Destiné à s’adapter à la scène réduite de Cleveland, un vaste écran en demi-cercle entoure l’orchestre sur scène: on retrouve logiquement la même proposition à Karlsruhe, où l’on a davantage l’impression d’assister à une mise en espace qu’à une véritable mise en scène, tant les idées de Sharon apparaissent pauvres. Les animaux-chanteurs en sont réduits à s’exprimer à travers de petites fenêtres qui s’ouvrent sur l’écran, ne laissant apparaitre que leur visage en une sorte d’hommage involontaire à Beckett, tandis que les humains évoluent dans l’espace très restreint de la scène derrière l’orchestre – l’ensemble bénéficiant d’une animation qui se veut poétique, sans pour autant surprendre dans ses partis pris visuels assez simplistes, toujours fidèles au récit. Ne pouvait-on chercher une voie médiane afin d’aider à démêler les ressorts initiatiques de l’intrigue, les rapports de l’humain à la nature et aux espèces, tout autant que les allusions symboliques au cycle de la vie? On notera de surcroît une incapacité à faire ressortir les parties comiques de l’ouvrage, à l’instar de ce qu’avait su le faire la subtile et délicieuse mise en scène de Louise Moatty en un spectacle présenté à travers toute la France en 2016 et 2017.

DEMANDE ÉCRITE =
Répondez à ces questions sur le passage fourni :
(a) À quoi le vaste écran en demi-cercle était-il destiné ?
(b) Par quel moyen les animaux-chanteurs s'expriment-ils ?
(c) Qui a signé la mise en scène présentée à travers toute la France en 2016 et 2017 ?

DONNÉES RECUEILLIES =

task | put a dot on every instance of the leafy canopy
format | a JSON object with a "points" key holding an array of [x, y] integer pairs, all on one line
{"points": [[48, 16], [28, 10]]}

RÉPONSE =
(a) À s'adapter à la scène réduite de Cleveland.
(b) À travers de petites fenêtres qui s'ouvrent sur l'écran.
(c) Louise Moatty.